_Document text_:

Sydney Pickrem (born May 21, 1997) is a Canadian competitive swimmer. Pickrem won a bronze medal in the 400 m individual medley at the 2017 World Aquatics Championships. At the 2015 Pan American Games, she won a silver in the 400 m and bronze in the 200 m individual medleys. Pickrem won her first international medal competing at the 2013 FINA World Junior Swimming Championships in Dubai, winning the bronze in the 200 m individual medley.

Career
Sydney Pickrem made her first senior national team in 2014, winning bronze medals in the 200 m and 400 m individual medley at Canadian Swimming Trials to earn spots at the 2014 Commonwealth Games and 2014 Pan Pacific Swimming Championships.

Pickrem, who specializes in the breaststroke and individual medley, was selected to the 2012 Junior Pan Pacific Swimming Championships. In 2013, she represented Canada at the Australian Youth Olympic Festival in January where she won four medals: gold in the 200 m backstroke and 200 m IM, and silver in the 400 m IM and 200 m breaststroke. At the 4th FINA World Junior Swimming Championships in Dubai, Pickrem won a bronze in the 200 m IM.

_Stated problem 1_:
Rewrite the paragraph of the Sydney Pickrem biography that begins "Pickrem, who specializes in the breaststroke" as a short bulleted list, keeping its main facts.
_Stated problem 2_:
For each statement, say yes or no depending on whether it agrees with the Sydney Pickrem biography, and quote the words from the biography that decide it.
(a) Pickrem won a silver medal in the 400 m individual medley at the 2015 Pan American Games.
(b) At the Australian Youth Olympic Festival, Pickrem won gold in the 200 m breaststroke.
(c) Pickrem made her first senior national team in 2014.
_Stated problem 3_:
According to the Sydney Pickrem biography, in which city did Pickrem win her first international medal?
The rows that follow are not needed for this work.

(Position annotation rows)
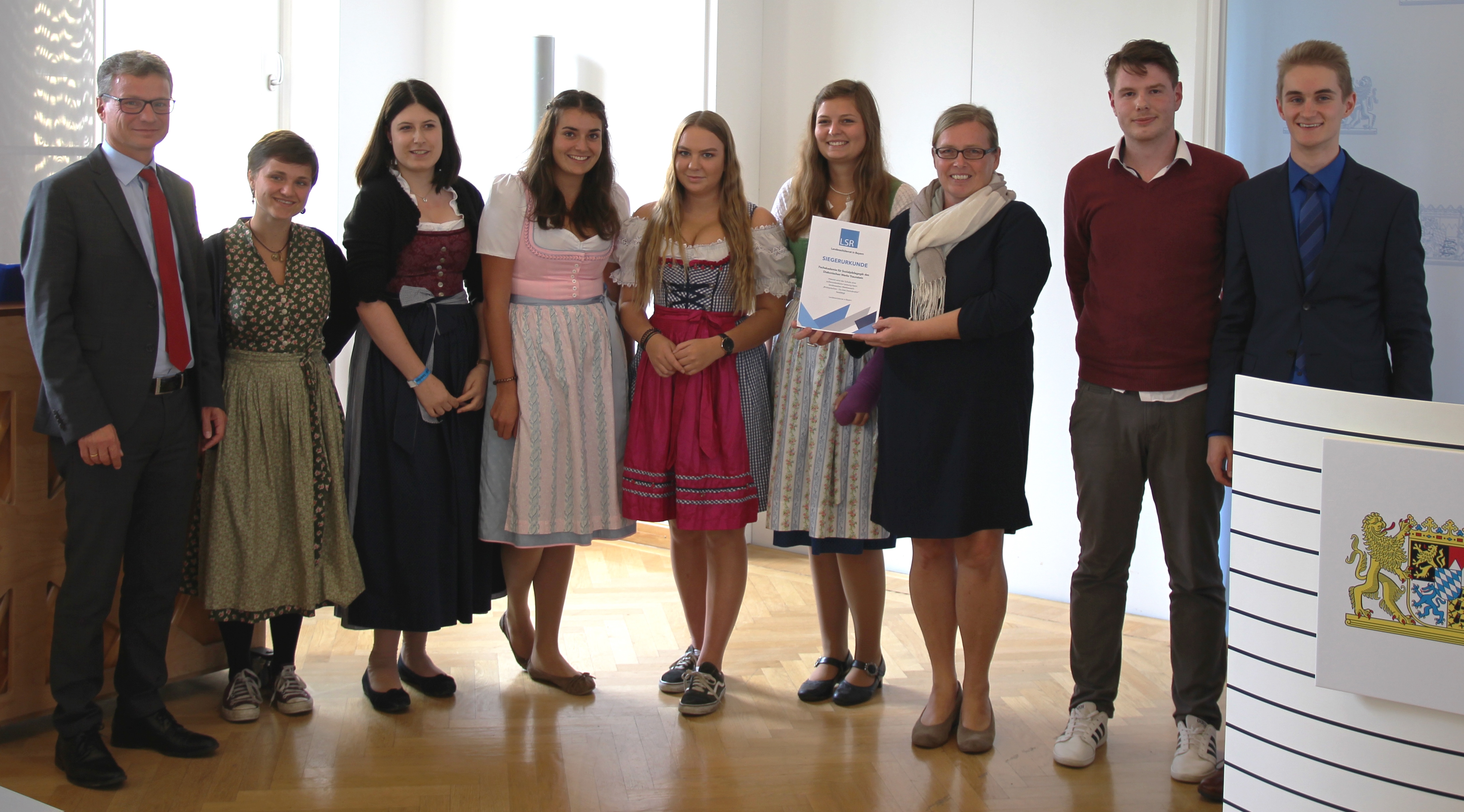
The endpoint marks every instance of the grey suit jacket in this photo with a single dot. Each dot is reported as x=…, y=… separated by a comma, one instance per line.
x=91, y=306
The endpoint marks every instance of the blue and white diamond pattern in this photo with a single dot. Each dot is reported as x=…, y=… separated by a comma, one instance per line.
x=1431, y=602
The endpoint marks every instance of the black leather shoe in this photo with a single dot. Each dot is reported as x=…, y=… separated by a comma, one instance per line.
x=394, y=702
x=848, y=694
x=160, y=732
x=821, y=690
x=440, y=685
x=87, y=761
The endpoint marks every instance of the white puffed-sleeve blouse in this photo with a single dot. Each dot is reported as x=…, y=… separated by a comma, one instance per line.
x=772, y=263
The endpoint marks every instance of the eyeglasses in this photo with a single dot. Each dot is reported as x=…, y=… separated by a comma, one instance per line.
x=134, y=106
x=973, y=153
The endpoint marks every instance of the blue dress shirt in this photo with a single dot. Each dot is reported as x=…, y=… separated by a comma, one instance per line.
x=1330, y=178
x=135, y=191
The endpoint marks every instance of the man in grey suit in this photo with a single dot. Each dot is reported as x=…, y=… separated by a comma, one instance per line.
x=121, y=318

_Full answer 1_:
- Specializes in the breaststroke and individual medley
- Selected to the 2012 Junior Pan Pacific Swimming Championships
- Won four medals at the Australian Youth Olympic Festival in January 2013: gold in the 200 m backstroke and 200 m IM, and silver in the 400 m IM and 200 m breaststroke
- Won bronze in the 200 m IM at the 4th FINA World Junior Swimming Championships in Dubai

_Full answer 2_:
(a) Yes: "At the 2015 Pan American Games, she won a silver in the 400 m and bronze in the 200 m individual medleys."
(b) No: "gold in the 200 m backstroke and 200 m IM, and silver in the 400 m IM and 200 m breaststroke"
(c) Yes: "Sydney Pickrem made her first senior national team in 2014"

_Full answer 3_:
Dubai